# WHAT TO PRODUCE:
All that is wanted is a word-for-word copy of the data from its first line to the line containing "pixel 266 331", both included.

# EXTRACTED DATA:
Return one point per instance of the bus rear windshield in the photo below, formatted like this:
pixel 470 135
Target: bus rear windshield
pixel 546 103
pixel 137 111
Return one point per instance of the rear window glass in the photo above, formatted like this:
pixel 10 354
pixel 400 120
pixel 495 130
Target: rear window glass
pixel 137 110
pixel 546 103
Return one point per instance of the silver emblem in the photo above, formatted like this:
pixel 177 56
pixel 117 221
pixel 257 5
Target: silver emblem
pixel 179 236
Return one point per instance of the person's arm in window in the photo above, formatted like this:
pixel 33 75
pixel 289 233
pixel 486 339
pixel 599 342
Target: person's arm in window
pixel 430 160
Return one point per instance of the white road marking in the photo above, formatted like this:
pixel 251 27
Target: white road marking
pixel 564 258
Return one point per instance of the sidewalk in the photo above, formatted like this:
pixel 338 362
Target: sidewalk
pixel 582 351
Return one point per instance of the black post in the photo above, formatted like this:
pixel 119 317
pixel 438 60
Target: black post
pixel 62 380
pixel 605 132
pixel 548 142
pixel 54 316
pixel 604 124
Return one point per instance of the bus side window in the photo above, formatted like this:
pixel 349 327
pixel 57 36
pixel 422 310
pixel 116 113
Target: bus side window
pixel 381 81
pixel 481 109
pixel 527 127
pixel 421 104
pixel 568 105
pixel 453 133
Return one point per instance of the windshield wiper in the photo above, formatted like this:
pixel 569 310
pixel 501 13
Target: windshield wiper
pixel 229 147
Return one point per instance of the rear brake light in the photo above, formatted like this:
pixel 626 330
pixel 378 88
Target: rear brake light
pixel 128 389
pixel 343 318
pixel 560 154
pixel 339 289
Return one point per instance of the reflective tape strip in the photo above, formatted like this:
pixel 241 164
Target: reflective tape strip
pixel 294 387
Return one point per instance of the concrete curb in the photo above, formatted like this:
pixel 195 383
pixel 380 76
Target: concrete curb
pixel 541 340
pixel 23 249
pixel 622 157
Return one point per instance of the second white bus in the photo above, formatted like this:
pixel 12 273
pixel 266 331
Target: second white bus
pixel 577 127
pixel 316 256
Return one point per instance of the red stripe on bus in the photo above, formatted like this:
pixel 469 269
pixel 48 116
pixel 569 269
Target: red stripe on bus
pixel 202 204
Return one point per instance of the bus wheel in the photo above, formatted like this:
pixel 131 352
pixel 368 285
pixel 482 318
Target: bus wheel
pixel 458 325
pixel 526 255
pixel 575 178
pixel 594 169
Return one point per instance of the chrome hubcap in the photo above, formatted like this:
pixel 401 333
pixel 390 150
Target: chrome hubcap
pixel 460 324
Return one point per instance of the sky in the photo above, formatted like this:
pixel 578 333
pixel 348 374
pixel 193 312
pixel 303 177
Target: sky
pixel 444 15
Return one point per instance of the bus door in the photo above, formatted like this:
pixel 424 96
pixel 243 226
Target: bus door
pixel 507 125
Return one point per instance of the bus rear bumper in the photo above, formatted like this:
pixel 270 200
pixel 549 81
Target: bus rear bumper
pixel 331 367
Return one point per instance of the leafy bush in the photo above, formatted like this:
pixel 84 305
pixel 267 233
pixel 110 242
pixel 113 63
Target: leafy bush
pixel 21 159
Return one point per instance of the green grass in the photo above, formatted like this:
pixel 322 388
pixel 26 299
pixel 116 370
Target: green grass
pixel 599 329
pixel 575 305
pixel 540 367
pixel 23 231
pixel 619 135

# WRITTEN REPLY:
Return one point per instance of the bus rear windshield in the photo below, formatted like this:
pixel 470 135
Target: bus rear windshield
pixel 546 103
pixel 137 111
Return one point per instance of the rear window glass in the photo above, formatted like this:
pixel 10 354
pixel 400 120
pixel 495 130
Target: rear window glass
pixel 137 110
pixel 546 103
Return one point per instance of the silver emblem in the photo above, formatted like this:
pixel 177 56
pixel 117 221
pixel 257 5
Target: silver emblem
pixel 179 236
Return one point per instance of the person's arm in window in the photo above, formatted like this:
pixel 33 75
pixel 289 233
pixel 486 339
pixel 599 342
Target: person's arm in window
pixel 430 160
Return one point per instance of the white road marking in the photo above, formatted like this:
pixel 251 27
Target: white road marking
pixel 564 258
Return one point per instance of the sidewalk in the photo above, formatted like this:
pixel 338 362
Target: sidewalk
pixel 582 351
Return one point per instance of the black post in the photo above, formatted like this:
pixel 119 317
pixel 438 60
Target: black post
pixel 62 380
pixel 605 132
pixel 548 142
pixel 54 316
pixel 604 124
Return one point per instance of the bus side window in the photo above, formatted like this:
pixel 349 327
pixel 57 36
pixel 422 310
pixel 116 113
Target: bus side window
pixel 381 81
pixel 481 109
pixel 527 127
pixel 421 104
pixel 568 105
pixel 453 133
Return one point per instance of the windshield wiper in the photo above, formatted like this:
pixel 569 310
pixel 501 13
Target: windshield wiper
pixel 229 147
Return one point per instance of the rear brake light in the photo above, formatted like this:
pixel 626 330
pixel 378 88
Target: rear brake light
pixel 128 389
pixel 343 318
pixel 560 154
pixel 339 289
Return one point per instance of the reflective tape strip in the photo above, formatted like this:
pixel 241 164
Target: reflective tape strip
pixel 294 387
Return one point per instance of the concrete curb in the photo above, formatted like this:
pixel 195 383
pixel 380 76
Target: concrete curb
pixel 541 340
pixel 23 249
pixel 622 157
Return one point per instance of the second white bus in the photo above, formatted like this:
pixel 12 273
pixel 266 331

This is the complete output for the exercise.